═════ TESTO ESTRATTO ═════
Una mattina, alle nove, mentre padre Paisio leggeva il servizio della terza ora, ha improvvisamente sentito qualcuno bussare con discrezione alla sua porta. L’Anziano chiese dall’interno:
“Chi è?” Poi, ha sentito la risposta di una voce femminile:
“Sono io, Eufemia, padre.”
“Quale Eufemia?” Chiese di nuovo. Non ci fu risposta. Ci fu un altro colpo alla porta e chiese di nuovo. “Chi è?” La stessa voce è stata sentita dire:
“Sono Eufemia, padre.”
Ci fu un terzo colpo e l’Anziano sentì qualcuno venire dentro la sua cella e camminare attraverso il corridoio. Andò alla porta e vide Sant’Eufemia, che era miracolosamente entrata nella sua cella attraverso la porta chiusa e stava venerando l’icona della Santissima Trinità, che l’Anziano aveva posto sulla parete del corridoio, sul lato destro della porta della chiesa. Poi egli disse alla Santa: “Di’:. Gloria al Padre al Figlio e allo Spirito Santo” Sant’Eufemia chiaramente ripeté quelle parole e subito Padre Paisio si inginocchiò venerandoLa. In seguito, si sono seduti e hanno parlato per un bel po’; non riusciva a specificare per quanto tempo, poiché aveva perso il senso del tempo mentre stava con Santa Eufemia. Ella diede la soluzione per tutte e tre le questioni per cui aveva pregato e, alla fine, le disse: “Vorrei che tu mi dica come hai sopportato il tuo martirio”.
═════
• **COMPITO 1**
Rispondi alle seguenti domande sul racconto di padre Paisio e sant'Eufemia.
(a) A che ora qualcuno bussò alla porta di padre Paisio?
(b) Quale icona stava venerando sant'Eufemia nel corridoio?
(c) Quali parole padre Paisio chiese alla Santa di pronunciare?
• **COMPITO 2**
Prosegui il racconto di padre Paisio e sant'Eufemia partendo subito dopo l'ultima frase riportata.
Le voci riportate qui di seguito costituiscono materiale a parte, indipendente dal testo.
═════ DATI GREZZI ═════
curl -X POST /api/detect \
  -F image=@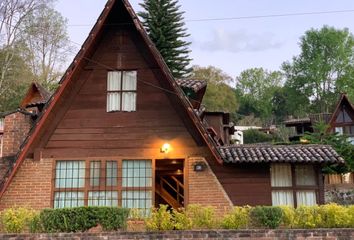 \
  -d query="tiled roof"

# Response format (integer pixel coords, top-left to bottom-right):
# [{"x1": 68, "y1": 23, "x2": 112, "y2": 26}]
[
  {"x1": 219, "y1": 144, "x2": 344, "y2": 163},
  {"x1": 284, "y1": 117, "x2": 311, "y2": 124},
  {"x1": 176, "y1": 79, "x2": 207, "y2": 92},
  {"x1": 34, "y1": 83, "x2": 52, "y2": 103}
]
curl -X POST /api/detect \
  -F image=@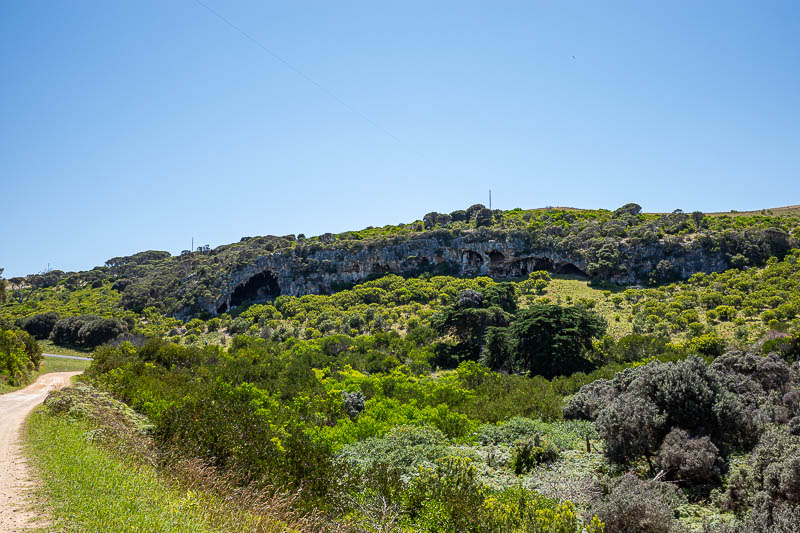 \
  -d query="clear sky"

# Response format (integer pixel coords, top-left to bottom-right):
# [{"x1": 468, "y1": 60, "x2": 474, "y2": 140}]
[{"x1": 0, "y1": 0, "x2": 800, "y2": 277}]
═════
═════ DATI GREZZI ═════
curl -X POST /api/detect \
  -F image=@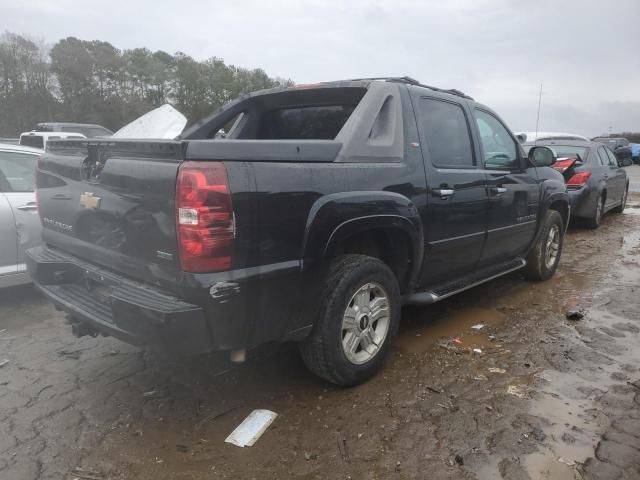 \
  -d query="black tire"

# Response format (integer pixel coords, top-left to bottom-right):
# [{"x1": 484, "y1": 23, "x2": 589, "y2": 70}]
═════
• **RISPOSTA FINALE 1**
(a) Alle nove del mattino, mentre padre Paisio leggeva il servizio della terza ora.
(b) L'icona della Santissima Trinità.
(c) "Gloria al Padre al Figlio e allo Spirito Santo".

• **RISPOSTA FINALE 2**
La Santa rispose: “Padre, se avessi saputo allora come sarebbe stata la vita eterna e la bellezza celeste, le anime godono nell’essere presso Dio, io onestamente avrei chiesto che il mio martirio durasse per sempre, tanto è assolutamente niente in confronto ai doni della grazia di Dio! ”
Verso la fine di giugno, i medici informarono l’Anziano Paisio che aveva circa 2-3 settimane. Lunedi 11 luglio il giorno di Santa Eufemia, Padre Paisio ricevette la Santa Comunione per l’ultima volta, in ginocchio davanti al suo letto. Nel corso delle ultime 24 ore, era molto sereno, e anche se soffriva, non si lamentava affatto. Egli non volle ricevere nessun tipo di trattamento medico. L’unica medicina che accettò fu il cortisone, perché, secondo i medici, non avrebbe prolungato la durata della sua vita, ma serviva solo a dargli un po’ di forza. Martedì, 12 luglio l’Anziano Paisio umilmente e pacificamente rese l’anima a Dio, che aveva profondamente amato e servito dalla sua prima infanzia.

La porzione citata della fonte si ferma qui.